Given entries:
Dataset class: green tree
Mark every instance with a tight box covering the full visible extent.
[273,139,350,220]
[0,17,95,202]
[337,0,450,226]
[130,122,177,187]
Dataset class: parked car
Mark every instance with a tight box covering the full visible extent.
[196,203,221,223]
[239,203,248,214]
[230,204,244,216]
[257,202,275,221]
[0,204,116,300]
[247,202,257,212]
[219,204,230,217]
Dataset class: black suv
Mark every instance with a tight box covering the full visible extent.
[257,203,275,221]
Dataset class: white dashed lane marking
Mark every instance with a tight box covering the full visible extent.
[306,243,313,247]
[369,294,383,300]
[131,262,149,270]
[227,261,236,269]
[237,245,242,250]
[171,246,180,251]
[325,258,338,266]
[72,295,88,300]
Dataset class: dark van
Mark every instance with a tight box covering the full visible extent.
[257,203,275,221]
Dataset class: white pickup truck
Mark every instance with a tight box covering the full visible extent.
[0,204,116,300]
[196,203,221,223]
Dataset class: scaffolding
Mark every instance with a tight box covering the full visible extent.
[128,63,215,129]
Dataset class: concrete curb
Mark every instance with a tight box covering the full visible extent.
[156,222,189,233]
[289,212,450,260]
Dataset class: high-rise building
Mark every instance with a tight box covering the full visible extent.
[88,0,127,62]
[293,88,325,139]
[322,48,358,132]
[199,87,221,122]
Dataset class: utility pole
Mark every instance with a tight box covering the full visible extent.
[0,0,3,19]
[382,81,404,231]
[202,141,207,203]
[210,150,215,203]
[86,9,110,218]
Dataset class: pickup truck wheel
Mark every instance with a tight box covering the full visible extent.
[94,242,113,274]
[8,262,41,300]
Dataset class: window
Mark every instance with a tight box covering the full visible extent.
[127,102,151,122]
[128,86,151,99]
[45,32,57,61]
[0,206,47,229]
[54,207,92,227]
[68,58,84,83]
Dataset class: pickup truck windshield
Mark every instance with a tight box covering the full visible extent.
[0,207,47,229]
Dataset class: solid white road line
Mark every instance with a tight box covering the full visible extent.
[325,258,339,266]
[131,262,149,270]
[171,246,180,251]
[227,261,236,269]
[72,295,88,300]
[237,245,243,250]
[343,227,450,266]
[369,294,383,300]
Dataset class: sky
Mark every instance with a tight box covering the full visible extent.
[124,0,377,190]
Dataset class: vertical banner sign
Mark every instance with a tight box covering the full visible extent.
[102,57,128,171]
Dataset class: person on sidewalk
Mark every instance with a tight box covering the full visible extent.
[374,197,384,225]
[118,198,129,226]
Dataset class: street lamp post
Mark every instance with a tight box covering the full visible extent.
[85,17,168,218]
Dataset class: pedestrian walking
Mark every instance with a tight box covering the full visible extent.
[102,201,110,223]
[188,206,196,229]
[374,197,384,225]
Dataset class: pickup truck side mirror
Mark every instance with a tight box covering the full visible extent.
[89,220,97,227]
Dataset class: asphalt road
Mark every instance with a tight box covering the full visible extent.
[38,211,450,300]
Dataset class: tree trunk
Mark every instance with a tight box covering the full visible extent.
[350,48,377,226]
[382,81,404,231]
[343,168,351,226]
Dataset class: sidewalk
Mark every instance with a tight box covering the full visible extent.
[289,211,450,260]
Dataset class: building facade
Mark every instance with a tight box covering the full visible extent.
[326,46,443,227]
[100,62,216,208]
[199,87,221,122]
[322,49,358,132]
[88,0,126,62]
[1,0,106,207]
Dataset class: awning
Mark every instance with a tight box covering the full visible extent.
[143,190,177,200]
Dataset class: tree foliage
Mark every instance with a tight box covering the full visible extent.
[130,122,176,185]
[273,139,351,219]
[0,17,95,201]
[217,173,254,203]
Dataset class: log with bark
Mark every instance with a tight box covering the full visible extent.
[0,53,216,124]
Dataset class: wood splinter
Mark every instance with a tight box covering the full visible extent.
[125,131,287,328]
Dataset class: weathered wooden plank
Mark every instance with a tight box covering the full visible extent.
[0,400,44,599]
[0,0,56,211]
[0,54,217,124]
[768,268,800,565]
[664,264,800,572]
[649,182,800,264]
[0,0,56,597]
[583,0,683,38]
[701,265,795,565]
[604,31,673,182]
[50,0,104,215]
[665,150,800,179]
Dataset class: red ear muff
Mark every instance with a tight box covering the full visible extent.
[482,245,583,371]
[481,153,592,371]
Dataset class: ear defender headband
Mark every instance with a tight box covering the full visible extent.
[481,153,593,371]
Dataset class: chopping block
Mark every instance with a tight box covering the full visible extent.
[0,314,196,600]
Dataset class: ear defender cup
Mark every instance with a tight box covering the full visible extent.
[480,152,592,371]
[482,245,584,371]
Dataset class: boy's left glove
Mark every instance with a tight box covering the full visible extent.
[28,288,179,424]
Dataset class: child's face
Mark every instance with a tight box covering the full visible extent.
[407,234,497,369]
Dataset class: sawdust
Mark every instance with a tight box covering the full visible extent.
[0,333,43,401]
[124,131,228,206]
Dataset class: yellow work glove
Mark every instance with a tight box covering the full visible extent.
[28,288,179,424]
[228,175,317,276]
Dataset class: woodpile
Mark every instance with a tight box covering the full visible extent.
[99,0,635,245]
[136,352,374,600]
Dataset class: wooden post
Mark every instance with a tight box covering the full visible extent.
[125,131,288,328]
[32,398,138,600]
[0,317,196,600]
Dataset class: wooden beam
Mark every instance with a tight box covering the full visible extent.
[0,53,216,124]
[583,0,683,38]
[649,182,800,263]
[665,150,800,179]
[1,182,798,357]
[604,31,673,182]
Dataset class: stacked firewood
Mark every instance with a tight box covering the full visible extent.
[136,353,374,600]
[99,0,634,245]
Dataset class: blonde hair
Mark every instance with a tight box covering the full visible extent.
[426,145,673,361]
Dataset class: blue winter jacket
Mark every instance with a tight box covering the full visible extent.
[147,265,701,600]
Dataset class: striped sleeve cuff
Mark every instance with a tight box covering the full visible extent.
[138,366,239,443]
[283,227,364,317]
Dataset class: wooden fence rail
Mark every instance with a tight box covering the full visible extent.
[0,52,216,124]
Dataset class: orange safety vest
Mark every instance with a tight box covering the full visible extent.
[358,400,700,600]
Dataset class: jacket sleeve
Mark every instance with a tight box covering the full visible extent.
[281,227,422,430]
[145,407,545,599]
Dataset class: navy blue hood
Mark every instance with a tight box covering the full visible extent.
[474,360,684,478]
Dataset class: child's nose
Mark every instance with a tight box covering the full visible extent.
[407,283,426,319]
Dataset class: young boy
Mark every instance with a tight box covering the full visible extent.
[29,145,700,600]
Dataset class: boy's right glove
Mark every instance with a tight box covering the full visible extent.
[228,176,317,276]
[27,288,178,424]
---
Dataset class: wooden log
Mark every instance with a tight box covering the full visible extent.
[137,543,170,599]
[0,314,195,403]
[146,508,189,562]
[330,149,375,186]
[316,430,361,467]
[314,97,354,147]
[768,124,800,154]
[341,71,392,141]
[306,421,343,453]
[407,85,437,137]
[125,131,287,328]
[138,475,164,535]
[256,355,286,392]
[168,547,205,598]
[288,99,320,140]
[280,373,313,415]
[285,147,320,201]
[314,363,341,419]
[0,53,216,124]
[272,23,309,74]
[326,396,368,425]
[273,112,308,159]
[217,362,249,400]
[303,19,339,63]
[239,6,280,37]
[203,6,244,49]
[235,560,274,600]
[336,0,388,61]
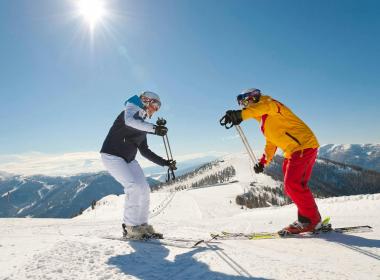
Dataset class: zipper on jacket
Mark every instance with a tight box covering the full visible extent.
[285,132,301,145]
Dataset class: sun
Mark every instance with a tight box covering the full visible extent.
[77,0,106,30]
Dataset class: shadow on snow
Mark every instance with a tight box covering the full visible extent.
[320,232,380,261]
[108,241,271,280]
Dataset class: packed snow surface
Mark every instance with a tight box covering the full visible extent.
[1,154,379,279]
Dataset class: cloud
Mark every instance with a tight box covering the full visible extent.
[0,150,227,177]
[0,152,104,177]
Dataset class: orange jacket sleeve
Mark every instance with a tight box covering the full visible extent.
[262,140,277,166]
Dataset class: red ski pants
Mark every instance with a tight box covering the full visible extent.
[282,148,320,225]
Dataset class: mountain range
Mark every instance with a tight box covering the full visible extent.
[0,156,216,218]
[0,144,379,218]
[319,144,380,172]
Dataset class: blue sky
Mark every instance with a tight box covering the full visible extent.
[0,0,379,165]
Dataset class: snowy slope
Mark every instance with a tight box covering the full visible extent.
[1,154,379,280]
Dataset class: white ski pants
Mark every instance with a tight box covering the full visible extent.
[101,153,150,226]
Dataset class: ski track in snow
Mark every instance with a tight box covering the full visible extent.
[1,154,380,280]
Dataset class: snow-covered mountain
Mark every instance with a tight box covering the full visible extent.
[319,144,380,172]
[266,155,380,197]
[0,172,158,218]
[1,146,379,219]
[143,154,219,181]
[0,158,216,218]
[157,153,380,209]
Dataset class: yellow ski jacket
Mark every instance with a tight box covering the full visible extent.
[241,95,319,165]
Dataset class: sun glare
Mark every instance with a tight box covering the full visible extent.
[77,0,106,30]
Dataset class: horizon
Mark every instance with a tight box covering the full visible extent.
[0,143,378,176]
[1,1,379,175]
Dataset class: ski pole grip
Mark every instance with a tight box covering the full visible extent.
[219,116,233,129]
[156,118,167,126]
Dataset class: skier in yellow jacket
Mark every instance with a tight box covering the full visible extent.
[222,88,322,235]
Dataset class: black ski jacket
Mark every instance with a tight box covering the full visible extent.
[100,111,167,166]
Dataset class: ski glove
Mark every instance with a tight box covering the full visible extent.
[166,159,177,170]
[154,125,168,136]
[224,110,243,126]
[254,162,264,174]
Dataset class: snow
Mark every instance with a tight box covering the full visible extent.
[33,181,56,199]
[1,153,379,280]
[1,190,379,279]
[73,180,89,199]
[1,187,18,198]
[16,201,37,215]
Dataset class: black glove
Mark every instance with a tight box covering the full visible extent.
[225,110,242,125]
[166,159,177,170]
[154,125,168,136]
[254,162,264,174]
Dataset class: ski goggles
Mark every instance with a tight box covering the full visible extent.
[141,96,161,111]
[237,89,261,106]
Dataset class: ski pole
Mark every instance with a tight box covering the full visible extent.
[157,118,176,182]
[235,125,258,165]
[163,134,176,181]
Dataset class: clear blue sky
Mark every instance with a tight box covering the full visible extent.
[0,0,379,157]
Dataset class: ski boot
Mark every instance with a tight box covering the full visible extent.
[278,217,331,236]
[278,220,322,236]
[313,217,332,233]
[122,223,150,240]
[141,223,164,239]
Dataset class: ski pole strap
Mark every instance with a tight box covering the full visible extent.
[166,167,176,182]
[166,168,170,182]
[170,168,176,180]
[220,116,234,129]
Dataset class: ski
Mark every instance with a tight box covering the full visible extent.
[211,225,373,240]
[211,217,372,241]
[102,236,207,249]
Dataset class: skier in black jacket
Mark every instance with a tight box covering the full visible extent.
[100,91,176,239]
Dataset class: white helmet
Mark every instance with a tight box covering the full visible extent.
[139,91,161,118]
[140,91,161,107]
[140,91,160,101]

Your assignment: Show, from the material above, each line that includes the string "orange".

Reply to the exercise:
Dataset class: orange safety vest
Dataset class: orange jacket sleeve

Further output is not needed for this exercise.